> [Supplied records]
----------------
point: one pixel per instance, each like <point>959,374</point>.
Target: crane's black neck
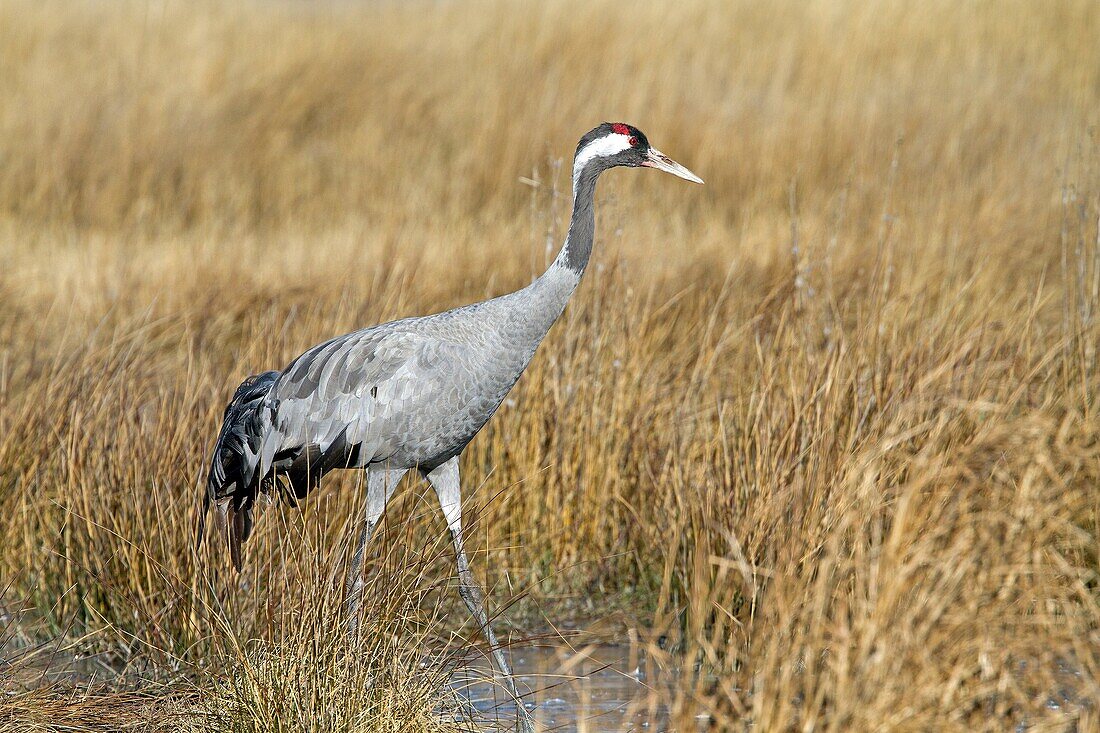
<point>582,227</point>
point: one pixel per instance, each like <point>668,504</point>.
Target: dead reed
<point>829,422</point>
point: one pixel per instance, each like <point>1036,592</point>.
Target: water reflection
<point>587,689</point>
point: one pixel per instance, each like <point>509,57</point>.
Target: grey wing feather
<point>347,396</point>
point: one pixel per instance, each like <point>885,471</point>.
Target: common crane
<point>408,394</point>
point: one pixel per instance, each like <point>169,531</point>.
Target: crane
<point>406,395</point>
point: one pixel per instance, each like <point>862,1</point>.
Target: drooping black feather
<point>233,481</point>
----------------
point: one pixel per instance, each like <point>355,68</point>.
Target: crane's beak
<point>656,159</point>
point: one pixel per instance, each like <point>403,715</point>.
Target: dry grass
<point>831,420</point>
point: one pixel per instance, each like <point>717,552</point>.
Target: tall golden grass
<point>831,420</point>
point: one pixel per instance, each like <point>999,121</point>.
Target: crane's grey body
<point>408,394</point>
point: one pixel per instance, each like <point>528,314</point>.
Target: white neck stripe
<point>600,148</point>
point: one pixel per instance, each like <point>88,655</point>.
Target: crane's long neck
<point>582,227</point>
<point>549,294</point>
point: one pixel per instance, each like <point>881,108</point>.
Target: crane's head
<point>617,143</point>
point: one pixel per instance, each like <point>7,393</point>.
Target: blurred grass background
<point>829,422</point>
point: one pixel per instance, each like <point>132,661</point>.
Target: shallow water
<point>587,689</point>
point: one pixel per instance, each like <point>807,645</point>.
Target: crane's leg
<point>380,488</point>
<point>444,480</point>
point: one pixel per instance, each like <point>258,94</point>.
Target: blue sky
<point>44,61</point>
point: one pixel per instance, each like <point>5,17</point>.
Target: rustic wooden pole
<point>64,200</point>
----------------
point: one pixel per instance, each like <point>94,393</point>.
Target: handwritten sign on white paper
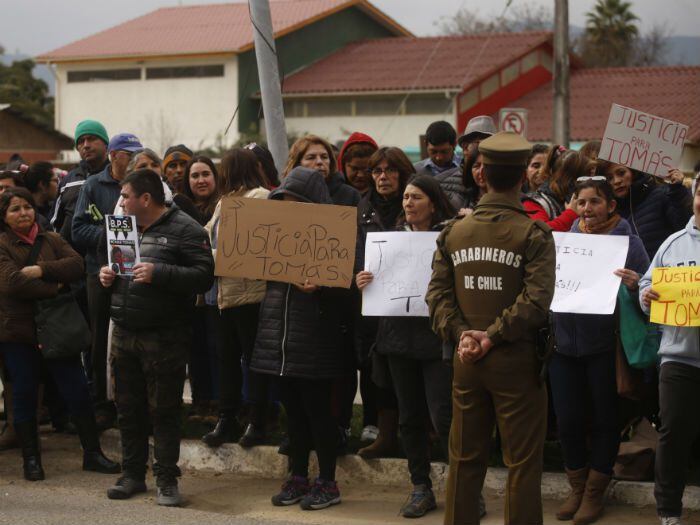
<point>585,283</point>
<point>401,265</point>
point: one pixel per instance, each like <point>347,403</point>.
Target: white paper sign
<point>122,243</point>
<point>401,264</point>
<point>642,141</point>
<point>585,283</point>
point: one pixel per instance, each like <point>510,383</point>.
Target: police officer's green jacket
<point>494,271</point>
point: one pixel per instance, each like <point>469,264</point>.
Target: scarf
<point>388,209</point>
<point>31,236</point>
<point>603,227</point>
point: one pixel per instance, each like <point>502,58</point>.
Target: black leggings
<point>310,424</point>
----------------
> [Written request]
Copy the records word for word, starting at the line that contains "point: one pixel per instance, each like <point>510,383</point>." and stopping after the line that contains "<point>310,424</point>", with both lines included.

> [The completed task]
point: one pixel per instance, each like <point>510,383</point>.
Target: police officer's green jacket
<point>494,271</point>
point: one pixel per instance, each like <point>469,264</point>.
Target: scarf
<point>388,209</point>
<point>31,236</point>
<point>603,227</point>
point: one pixel per instance, each like <point>502,58</point>.
Target: black leggings
<point>310,424</point>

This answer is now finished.